What you should do -> What you return should match the data below exactly, line for line.

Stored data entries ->
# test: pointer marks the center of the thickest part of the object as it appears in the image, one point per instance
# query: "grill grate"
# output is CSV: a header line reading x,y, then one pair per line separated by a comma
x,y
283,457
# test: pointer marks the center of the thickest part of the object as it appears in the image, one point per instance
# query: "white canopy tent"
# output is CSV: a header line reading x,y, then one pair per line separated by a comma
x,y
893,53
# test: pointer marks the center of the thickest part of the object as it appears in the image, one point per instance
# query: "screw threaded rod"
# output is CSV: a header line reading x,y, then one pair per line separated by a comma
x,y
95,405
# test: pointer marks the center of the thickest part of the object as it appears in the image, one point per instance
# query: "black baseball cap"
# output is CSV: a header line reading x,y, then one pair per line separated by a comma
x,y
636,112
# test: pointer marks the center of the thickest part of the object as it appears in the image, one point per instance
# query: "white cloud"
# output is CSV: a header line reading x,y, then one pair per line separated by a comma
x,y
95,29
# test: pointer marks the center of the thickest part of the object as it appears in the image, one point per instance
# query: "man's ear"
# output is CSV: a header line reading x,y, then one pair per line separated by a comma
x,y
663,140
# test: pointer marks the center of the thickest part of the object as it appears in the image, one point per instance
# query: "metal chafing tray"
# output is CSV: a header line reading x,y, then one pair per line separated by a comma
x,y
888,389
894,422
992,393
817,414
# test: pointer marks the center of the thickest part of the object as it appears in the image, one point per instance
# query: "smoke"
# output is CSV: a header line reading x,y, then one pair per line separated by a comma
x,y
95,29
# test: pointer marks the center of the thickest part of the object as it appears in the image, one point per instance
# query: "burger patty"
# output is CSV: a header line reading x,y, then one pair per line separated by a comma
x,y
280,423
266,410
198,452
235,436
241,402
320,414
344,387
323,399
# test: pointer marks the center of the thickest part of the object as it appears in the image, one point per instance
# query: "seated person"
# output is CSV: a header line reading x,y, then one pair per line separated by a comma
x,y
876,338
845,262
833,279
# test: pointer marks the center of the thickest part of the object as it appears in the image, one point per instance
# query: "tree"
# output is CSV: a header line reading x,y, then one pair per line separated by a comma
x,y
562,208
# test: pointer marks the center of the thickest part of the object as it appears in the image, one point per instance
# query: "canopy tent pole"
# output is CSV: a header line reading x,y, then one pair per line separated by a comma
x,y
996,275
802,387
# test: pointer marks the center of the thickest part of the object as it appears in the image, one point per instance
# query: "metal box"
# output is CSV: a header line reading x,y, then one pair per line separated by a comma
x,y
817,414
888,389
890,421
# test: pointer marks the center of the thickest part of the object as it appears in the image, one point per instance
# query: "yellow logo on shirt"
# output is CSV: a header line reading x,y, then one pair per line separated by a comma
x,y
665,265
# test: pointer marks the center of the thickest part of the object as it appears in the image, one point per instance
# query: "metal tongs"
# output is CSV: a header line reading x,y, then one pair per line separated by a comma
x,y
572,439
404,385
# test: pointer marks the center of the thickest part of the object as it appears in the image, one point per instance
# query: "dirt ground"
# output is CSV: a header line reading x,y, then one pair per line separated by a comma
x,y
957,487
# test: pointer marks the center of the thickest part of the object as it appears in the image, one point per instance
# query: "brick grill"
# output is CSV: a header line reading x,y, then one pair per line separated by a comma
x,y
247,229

Written answer ->
# test: pointer marks the center of the thickest part of the object as it appears in the image, one point per instance
# query: "grill grate"
# output is CSV: a header line reading x,y, then one pair per line separated by a comma
x,y
283,457
# test: pointer marks the center of the thickest part of the object as it appears in the image, one point per instance
# query: "white canopy tent"
# output is CSV: a header line reading x,y, then one pair per line separated by a comma
x,y
893,53
# test: pointer marks the center of the thickest part of the object as it appears in the image, one point per instance
# query: "screw threaded rod"
# output is CSV: a header line reading x,y, then one pair per line separated by a comma
x,y
95,405
# test: pointer marks the center of the thickest part of the object as it appears in the image, one point per instance
# query: "black baseball cap"
# output is CSV: a header line reading x,y, then one pair per line separated by a comma
x,y
636,112
# test: pointer marks the center of the thickest part of the object as it appears in the image, one point per instance
# query: "white cloud"
# output is CSV: a header line reading x,y, then one pair per line separated by a comma
x,y
95,29
# test: pointer marks the center of the thickest part of the object as it appears in the image, one point per instance
# query: "man's ear"
# output is CSV: a header line reading x,y, then one pair per line separated by a comma
x,y
663,140
# test: pointer marks the center of the thickest part of the object as it appears in the image, one point per instance
# query: "metal chafing tray"
# output is CSV: a header line reading x,y, then one pair per line separated by a comma
x,y
888,389
894,422
992,393
817,414
# test: pointer marks the center of the thickest part of the object as it appears in the image, one point per instance
# query: "smoke"
# output is CSV: a header line reading x,y, then one pair per line separated by a comma
x,y
95,29
# test: pointer marks the center of the thickest part of the object as it appears in the image, one point per instance
# query: "burger patty"
# output is CSV: a header line reading x,y, then one pair per line separated by a comma
x,y
280,423
266,410
198,452
235,436
241,402
320,414
344,387
323,399
# test: pointer marks the center of the thickest part of the object as it appears in the image, one point per instance
# query: "seated person"
# output is CSV: a header line reading x,y, then one pair per line separated by a comma
x,y
876,338
845,262
833,279
# test: pointer marks the center of the thickest part of the object as it appears in the image, one point per instance
# query: "tree"
# output is CSV: a header line reading x,y, then one pair per line separated by a comma
x,y
562,208
# test: pointer marks the center of the thickest part of the object as it appears in the image, one point per instance
# query: "canopy tent pole"
# output is CSV: a header line reading x,y, then one pair per line separated by a comma
x,y
996,275
802,387
# test: pointer marks the center of the thickest part of the object as it appears in the image, one point per instance
# query: "metal box"
# output is CSV: a header line reading x,y, then one pair per line separated by a comma
x,y
817,414
888,389
890,421
# test: pointer marks the center of the thickest part of the object as it appears in the image, one point per instance
# query: "yellow logo on shirt"
# output is CSV: a header line reading x,y, then one pair per line separated by a comma
x,y
665,265
# test: pointer marks the center of the thickest part of the object as it appears in the image, one point per instance
# query: "metal tongs"
# output is CSV: a header line reading x,y, then one pair per line separated by a comma
x,y
572,439
404,385
# test: pointer marks the center of the thickest part of the object as it appears in the image, one point per instance
# query: "dirt ground"
# output is CSV: a header line reading x,y, then one pair per line separated by a comma
x,y
957,487
# test: pointer marks the center of the thickest part of the object as it appears in the image, one point per instance
# query: "brick grill"
# output is CSV: a header line reading x,y, then one pair per line separated by a comma
x,y
247,229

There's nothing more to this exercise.